Passage:
Although having used to drive thousands of kilometers, spent electric vehicle (EV) batteries can have a second life. The battery pack is the most expensive component of electric cars nowadays, and as recycling them is still not that easy, it might just be wiser to reuse them for something else.
What does a battery do? It stores energy, so why not use discarded EV batteries for stationary storage? These three companies have found a way to kill two birds with one stone: revalorizing batteries and developing new storage technologies – very much in need to stash excess power from solar panels and wind turbines.
- The battery pack is the most expensive component of an electric car, so why not give them a second life?
- Cactos designed stationary energy storage using Tesla Model S batteries.
- BeePlanet Factory’s storage units made with EV batteries can get up to a MWh capacity.
- Connected Energy’s ESTOR caters to commercial uses, stashing up to 360 kWh.
Like cactuses store and optimize water use, Finnish start-up Cactos developed Cactos One, a 100-kilowatt-hour battery pack made with Tesla Model S batteries. The device features 50 kilowatts of charging and discharging power, and it’s controlled through a cloud system. “We are providing our customers with a hassle-free way to store energy,” previously told Innovation Origins Cactos’s co-founder Oskari Jaakkola. The start-up produces, operates, and leases the storage units, as customers only have to pay a monthly fee for the service.
Cactos Spine is the cloud control unit that makes the storage units smart. This technology allows the battery to shift load, charging itself when electricity is cheap and discharging when it’s more expensive. Additionally, Cactos One is also capable of peak shaving, with EV charging locations that can discharge automatically when there is more power demand, saving costs from peak energy charges. The storage unit can also work as an electricity buffer in case of blackouts and balances the grid by delivering reserve market capacity, allowing for a higher renewable power intake.

Extracted entries:
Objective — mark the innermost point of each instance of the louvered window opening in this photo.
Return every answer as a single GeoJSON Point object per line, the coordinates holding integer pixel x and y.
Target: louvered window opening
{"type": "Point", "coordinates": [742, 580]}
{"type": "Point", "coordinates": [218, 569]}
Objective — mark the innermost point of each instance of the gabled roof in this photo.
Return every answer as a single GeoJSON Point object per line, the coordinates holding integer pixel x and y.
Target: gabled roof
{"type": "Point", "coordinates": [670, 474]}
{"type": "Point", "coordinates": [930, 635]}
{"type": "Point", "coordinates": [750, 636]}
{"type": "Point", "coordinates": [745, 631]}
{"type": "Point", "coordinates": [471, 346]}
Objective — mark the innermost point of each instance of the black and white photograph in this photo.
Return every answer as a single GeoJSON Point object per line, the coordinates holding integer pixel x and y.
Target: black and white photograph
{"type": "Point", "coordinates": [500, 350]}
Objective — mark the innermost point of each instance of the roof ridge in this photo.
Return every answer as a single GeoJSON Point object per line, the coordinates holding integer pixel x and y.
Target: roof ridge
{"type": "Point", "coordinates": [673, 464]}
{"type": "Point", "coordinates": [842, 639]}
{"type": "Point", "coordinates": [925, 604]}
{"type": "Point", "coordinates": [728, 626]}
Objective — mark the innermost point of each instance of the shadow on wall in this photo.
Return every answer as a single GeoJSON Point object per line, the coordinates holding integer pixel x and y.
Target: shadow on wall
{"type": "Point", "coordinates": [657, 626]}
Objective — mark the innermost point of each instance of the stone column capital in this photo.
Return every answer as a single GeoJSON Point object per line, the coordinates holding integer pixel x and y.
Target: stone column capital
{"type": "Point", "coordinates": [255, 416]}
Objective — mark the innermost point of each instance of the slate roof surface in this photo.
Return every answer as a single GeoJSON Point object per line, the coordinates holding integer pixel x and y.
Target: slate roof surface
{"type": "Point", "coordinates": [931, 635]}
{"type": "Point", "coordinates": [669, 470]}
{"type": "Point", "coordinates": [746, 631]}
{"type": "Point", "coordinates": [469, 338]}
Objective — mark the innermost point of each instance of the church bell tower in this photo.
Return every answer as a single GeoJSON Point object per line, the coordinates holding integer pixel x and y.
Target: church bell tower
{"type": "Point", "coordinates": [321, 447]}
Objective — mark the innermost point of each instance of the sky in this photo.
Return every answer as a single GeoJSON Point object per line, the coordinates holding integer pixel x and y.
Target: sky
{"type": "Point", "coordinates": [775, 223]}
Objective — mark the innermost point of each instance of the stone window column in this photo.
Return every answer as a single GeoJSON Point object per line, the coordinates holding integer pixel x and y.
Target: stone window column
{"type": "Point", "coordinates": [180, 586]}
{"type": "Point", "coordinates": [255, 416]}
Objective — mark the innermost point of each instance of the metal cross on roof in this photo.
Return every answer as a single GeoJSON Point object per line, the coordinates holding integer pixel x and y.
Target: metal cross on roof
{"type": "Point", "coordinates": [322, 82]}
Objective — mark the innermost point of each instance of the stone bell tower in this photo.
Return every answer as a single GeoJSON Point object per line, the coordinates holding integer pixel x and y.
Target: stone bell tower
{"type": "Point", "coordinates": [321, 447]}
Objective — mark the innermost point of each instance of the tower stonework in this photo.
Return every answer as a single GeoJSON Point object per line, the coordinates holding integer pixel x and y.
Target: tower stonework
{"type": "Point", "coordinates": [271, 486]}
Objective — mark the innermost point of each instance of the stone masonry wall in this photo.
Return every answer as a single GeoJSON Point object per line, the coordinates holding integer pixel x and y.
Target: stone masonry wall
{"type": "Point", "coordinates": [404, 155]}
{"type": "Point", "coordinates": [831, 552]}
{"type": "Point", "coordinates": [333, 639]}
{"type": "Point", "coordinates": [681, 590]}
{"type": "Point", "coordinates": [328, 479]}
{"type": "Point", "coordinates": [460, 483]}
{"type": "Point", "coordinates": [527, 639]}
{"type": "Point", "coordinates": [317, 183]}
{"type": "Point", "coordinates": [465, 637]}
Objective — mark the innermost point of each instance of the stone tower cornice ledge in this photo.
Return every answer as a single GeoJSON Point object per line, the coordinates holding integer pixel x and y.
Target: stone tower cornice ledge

What to work on:
1) Reproduce the EV battery passage word for word, starting at "- Connected Energy’s" and ending after "for the service.".
2) Translate this sentence from the EV battery passage into Spanish: "Cactos Spine is the cloud control unit that makes the storage units smart."
3) List every function that the final paragraph of the EV battery passage attributes to the Cactos storage units.
The lines above come from a separate source unrelated to the EV battery passage.

Numbered responses:
1)
- Connected Energy’s ESTOR caters to commercial uses, stashing up to 360 kWh.
Like cactuses store and optimize water use, Finnish start-up Cactos developed Cactos One, a 100-kilowatt-hour battery pack made with Tesla Model S batteries. The device features 50 kilowatts of charging and discharging power, and it’s controlled through a cloud system. “We are providing our customers with a hassle-free way to store energy,” previously told Innovation Origins Cactos’s co-founder Oskari Jaakkola. The start-up produces, operates, and leases the storage units, as customers only have to pay a monthly fee for the service.

2) Cactos Spine es la unidad de control en la nube que hace inteligentes a las unidades de almacenamiento.

3)
- Load shifting: charging when electricity is cheap and discharging when it is more expensive
- Peak shaving
- Working as an electricity buffer in case of blackouts
- Balancing the grid by delivering reserve market capacity